● **Supplied material**:
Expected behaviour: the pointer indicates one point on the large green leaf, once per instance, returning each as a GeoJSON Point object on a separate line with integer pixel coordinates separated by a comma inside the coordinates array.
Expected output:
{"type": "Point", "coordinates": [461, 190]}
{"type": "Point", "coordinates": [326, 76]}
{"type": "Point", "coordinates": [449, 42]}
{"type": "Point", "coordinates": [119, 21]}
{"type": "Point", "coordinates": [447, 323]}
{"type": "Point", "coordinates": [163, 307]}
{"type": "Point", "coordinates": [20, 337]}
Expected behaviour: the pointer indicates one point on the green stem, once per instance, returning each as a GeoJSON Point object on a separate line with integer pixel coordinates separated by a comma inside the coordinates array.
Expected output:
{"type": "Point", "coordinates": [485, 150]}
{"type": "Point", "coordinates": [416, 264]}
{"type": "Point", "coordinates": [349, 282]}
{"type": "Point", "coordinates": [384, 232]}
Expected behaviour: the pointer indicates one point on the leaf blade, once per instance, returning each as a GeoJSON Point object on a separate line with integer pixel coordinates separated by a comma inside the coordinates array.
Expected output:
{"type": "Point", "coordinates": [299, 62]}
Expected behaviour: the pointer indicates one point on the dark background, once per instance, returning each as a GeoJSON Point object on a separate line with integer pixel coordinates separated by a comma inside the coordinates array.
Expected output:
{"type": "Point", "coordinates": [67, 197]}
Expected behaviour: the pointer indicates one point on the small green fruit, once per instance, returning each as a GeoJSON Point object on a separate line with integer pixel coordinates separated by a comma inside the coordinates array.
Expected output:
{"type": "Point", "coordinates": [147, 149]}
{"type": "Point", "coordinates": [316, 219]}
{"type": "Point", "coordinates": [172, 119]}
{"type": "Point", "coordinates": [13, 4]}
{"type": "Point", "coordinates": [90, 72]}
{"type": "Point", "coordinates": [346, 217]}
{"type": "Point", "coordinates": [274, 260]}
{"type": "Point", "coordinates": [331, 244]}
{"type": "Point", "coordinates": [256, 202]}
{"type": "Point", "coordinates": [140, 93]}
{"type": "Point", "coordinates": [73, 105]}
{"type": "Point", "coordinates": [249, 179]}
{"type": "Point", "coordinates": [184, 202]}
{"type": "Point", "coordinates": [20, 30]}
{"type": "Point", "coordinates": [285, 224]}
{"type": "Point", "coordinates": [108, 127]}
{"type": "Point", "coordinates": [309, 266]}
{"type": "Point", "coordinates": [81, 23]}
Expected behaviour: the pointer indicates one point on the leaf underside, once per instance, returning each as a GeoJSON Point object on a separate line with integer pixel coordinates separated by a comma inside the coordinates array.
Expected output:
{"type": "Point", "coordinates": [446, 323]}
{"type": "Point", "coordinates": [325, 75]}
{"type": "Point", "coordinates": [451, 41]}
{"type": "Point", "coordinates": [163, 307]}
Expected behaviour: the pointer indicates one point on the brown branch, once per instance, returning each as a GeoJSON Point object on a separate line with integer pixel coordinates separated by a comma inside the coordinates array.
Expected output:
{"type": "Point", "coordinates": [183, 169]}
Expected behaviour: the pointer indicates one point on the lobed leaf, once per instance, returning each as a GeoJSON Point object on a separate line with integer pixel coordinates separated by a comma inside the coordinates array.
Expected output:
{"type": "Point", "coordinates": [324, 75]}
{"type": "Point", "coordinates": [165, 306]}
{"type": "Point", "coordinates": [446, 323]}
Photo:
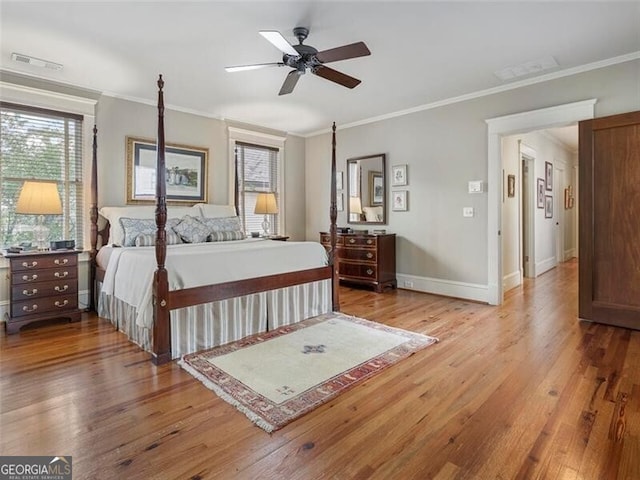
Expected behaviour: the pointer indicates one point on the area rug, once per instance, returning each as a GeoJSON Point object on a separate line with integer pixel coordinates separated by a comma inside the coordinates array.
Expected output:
{"type": "Point", "coordinates": [276, 377]}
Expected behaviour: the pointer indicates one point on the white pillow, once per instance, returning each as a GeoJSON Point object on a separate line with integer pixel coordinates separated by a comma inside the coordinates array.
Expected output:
{"type": "Point", "coordinates": [113, 214]}
{"type": "Point", "coordinates": [209, 210]}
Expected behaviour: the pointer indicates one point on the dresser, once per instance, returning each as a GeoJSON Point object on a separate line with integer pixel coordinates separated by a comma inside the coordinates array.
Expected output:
{"type": "Point", "coordinates": [366, 259]}
{"type": "Point", "coordinates": [43, 285]}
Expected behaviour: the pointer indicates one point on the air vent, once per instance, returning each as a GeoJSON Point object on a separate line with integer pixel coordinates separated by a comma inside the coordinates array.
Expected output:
{"type": "Point", "coordinates": [528, 68]}
{"type": "Point", "coordinates": [36, 62]}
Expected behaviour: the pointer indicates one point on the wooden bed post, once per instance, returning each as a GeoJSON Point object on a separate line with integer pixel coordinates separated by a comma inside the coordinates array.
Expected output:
{"type": "Point", "coordinates": [93, 216]}
{"type": "Point", "coordinates": [161, 313]}
{"type": "Point", "coordinates": [333, 215]}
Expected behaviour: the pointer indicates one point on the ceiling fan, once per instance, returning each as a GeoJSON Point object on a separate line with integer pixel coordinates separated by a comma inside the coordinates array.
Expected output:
{"type": "Point", "coordinates": [304, 57]}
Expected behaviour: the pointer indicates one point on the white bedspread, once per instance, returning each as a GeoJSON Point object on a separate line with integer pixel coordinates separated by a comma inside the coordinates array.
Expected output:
{"type": "Point", "coordinates": [129, 272]}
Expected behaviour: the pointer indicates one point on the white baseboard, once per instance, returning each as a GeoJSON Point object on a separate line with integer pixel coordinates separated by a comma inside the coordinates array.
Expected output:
{"type": "Point", "coordinates": [448, 288]}
{"type": "Point", "coordinates": [83, 303]}
{"type": "Point", "coordinates": [545, 265]}
{"type": "Point", "coordinates": [511, 280]}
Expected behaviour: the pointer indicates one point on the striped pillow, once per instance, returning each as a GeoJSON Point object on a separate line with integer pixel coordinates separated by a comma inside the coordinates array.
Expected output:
{"type": "Point", "coordinates": [225, 235]}
{"type": "Point", "coordinates": [149, 239]}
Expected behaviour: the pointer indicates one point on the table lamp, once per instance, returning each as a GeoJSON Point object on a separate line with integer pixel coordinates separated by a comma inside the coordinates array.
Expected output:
{"type": "Point", "coordinates": [39, 198]}
{"type": "Point", "coordinates": [266, 204]}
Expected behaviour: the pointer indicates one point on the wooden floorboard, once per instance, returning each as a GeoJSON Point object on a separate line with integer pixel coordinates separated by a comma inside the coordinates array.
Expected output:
{"type": "Point", "coordinates": [520, 391]}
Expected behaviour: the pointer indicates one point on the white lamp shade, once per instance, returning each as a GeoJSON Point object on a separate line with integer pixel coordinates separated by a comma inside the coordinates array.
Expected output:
{"type": "Point", "coordinates": [355, 206]}
{"type": "Point", "coordinates": [266, 203]}
{"type": "Point", "coordinates": [39, 198]}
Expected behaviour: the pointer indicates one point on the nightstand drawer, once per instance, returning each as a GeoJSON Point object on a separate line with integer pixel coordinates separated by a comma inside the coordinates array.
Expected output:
{"type": "Point", "coordinates": [43, 289]}
{"type": "Point", "coordinates": [358, 270]}
{"type": "Point", "coordinates": [27, 263]}
{"type": "Point", "coordinates": [60, 303]}
{"type": "Point", "coordinates": [47, 275]}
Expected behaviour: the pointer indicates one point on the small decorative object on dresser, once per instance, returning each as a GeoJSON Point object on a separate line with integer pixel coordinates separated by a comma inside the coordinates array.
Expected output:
{"type": "Point", "coordinates": [43, 286]}
{"type": "Point", "coordinates": [366, 259]}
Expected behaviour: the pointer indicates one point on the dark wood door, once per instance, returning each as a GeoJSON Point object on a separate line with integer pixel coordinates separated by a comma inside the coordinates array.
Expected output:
{"type": "Point", "coordinates": [610, 220]}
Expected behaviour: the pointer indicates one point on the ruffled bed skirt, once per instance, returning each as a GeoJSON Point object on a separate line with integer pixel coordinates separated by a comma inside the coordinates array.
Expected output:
{"type": "Point", "coordinates": [208, 325]}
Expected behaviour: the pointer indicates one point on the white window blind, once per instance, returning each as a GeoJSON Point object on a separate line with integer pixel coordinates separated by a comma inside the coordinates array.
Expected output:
{"type": "Point", "coordinates": [256, 172]}
{"type": "Point", "coordinates": [40, 144]}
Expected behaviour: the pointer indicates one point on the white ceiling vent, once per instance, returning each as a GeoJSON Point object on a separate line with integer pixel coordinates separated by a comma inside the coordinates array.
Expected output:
{"type": "Point", "coordinates": [36, 62]}
{"type": "Point", "coordinates": [528, 68]}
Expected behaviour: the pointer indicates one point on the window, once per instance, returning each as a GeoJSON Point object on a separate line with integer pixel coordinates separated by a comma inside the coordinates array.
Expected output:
{"type": "Point", "coordinates": [256, 172]}
{"type": "Point", "coordinates": [44, 145]}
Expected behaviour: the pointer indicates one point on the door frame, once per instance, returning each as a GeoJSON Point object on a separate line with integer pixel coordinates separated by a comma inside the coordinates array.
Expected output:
{"type": "Point", "coordinates": [558, 116]}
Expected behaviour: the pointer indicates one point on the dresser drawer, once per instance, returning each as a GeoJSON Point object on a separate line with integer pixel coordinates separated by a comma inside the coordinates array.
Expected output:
{"type": "Point", "coordinates": [46, 275]}
{"type": "Point", "coordinates": [360, 254]}
{"type": "Point", "coordinates": [60, 303]}
{"type": "Point", "coordinates": [360, 241]}
{"type": "Point", "coordinates": [43, 289]}
{"type": "Point", "coordinates": [40, 262]}
{"type": "Point", "coordinates": [358, 270]}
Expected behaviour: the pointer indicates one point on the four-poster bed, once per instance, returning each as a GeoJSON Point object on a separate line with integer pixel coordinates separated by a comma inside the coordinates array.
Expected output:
{"type": "Point", "coordinates": [166, 297]}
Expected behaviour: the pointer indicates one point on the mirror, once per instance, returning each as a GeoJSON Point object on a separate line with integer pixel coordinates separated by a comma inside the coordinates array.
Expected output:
{"type": "Point", "coordinates": [367, 190]}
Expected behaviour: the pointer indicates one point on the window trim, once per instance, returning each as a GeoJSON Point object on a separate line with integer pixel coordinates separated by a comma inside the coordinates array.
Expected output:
{"type": "Point", "coordinates": [85, 107]}
{"type": "Point", "coordinates": [264, 140]}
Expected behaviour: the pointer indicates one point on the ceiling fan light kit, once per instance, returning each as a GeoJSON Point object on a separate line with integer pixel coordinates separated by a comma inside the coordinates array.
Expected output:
{"type": "Point", "coordinates": [303, 58]}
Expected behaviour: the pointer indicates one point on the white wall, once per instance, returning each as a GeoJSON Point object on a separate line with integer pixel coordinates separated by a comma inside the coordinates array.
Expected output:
{"type": "Point", "coordinates": [438, 249]}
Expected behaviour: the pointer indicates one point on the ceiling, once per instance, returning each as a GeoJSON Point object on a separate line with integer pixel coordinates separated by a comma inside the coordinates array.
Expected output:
{"type": "Point", "coordinates": [422, 53]}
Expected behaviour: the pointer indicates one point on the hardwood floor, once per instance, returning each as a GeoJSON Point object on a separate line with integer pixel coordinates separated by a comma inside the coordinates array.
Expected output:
{"type": "Point", "coordinates": [520, 391]}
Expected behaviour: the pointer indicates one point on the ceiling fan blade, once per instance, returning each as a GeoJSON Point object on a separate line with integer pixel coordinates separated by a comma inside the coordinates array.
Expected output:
{"type": "Point", "coordinates": [279, 42]}
{"type": "Point", "coordinates": [354, 50]}
{"type": "Point", "coordinates": [289, 82]}
{"type": "Point", "coordinates": [336, 76]}
{"type": "Point", "coordinates": [243, 68]}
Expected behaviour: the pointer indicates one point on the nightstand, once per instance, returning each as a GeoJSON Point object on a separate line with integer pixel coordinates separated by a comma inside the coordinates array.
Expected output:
{"type": "Point", "coordinates": [43, 286]}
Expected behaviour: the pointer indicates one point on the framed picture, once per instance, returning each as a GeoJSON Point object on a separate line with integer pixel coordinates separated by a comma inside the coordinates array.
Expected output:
{"type": "Point", "coordinates": [399, 175]}
{"type": "Point", "coordinates": [511, 185]}
{"type": "Point", "coordinates": [548, 206]}
{"type": "Point", "coordinates": [185, 172]}
{"type": "Point", "coordinates": [399, 201]}
{"type": "Point", "coordinates": [548, 175]}
{"type": "Point", "coordinates": [376, 188]}
{"type": "Point", "coordinates": [540, 193]}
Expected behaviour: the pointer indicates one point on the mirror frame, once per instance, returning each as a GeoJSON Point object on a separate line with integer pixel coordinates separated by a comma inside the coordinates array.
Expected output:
{"type": "Point", "coordinates": [367, 181]}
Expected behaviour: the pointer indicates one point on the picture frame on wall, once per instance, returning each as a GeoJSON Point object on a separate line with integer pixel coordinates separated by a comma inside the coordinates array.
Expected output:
{"type": "Point", "coordinates": [399, 201]}
{"type": "Point", "coordinates": [540, 198]}
{"type": "Point", "coordinates": [548, 206]}
{"type": "Point", "coordinates": [399, 175]}
{"type": "Point", "coordinates": [548, 176]}
{"type": "Point", "coordinates": [185, 172]}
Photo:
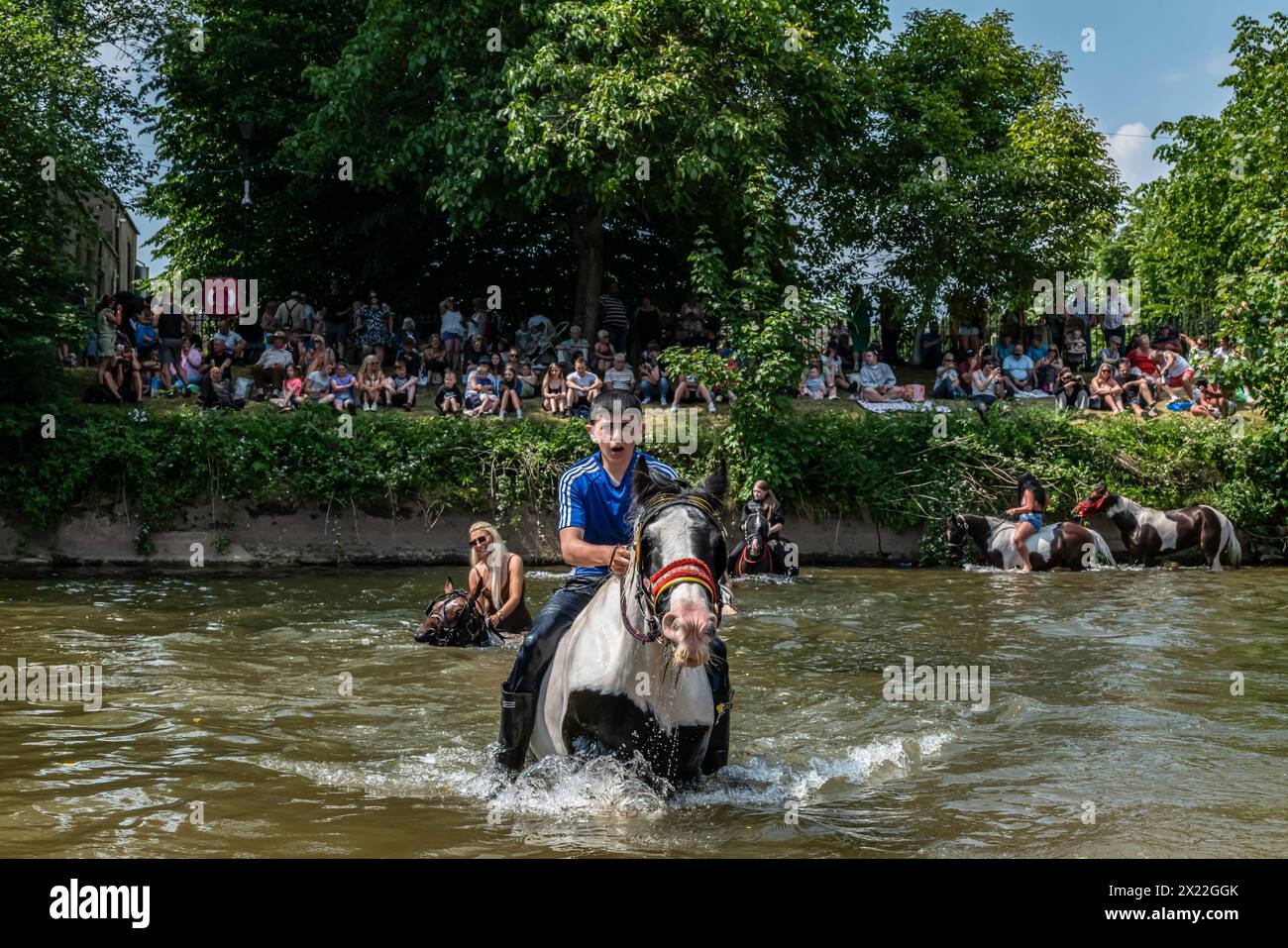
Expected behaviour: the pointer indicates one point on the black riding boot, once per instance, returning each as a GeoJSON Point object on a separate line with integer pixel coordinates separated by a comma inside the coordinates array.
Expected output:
{"type": "Point", "coordinates": [518, 717]}
{"type": "Point", "coordinates": [717, 747]}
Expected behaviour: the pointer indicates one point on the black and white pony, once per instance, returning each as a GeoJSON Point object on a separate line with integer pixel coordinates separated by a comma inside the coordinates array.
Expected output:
{"type": "Point", "coordinates": [1064, 544]}
{"type": "Point", "coordinates": [631, 673]}
{"type": "Point", "coordinates": [760, 554]}
{"type": "Point", "coordinates": [1147, 533]}
{"type": "Point", "coordinates": [455, 620]}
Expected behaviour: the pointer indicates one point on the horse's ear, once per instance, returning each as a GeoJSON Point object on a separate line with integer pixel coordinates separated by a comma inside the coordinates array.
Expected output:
{"type": "Point", "coordinates": [717, 484]}
{"type": "Point", "coordinates": [647, 481]}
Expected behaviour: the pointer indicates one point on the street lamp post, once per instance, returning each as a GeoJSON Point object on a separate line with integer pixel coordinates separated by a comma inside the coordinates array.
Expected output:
{"type": "Point", "coordinates": [246, 130]}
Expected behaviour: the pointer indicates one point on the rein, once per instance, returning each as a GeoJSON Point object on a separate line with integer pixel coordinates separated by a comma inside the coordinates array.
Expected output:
{"type": "Point", "coordinates": [686, 570]}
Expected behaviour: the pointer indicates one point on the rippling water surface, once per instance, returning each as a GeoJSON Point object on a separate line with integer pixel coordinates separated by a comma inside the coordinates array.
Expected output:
{"type": "Point", "coordinates": [1111, 727]}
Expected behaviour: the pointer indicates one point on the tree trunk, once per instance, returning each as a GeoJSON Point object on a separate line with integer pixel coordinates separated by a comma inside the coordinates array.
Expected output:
{"type": "Point", "coordinates": [588, 235]}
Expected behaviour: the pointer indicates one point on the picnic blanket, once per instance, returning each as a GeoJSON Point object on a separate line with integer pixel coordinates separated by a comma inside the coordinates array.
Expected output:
{"type": "Point", "coordinates": [881, 407]}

● **Assignment**: What lines in the material include the string "mirror"? Pull each one out.

● **Answer space**:
Expected behaviour: the pointer indicates one point on the mirror, once per instance, returning each as a GeoJSON Point object on a separate line with integer pixel coordinates separated by a comma inside the coordinates array.
Expected behaviour: the pointer indicates one point on the mirror frame, once per instance, returning each as a GeoJSON Point object on a separate line with integer pixel coordinates separated by a comma inside the coordinates array.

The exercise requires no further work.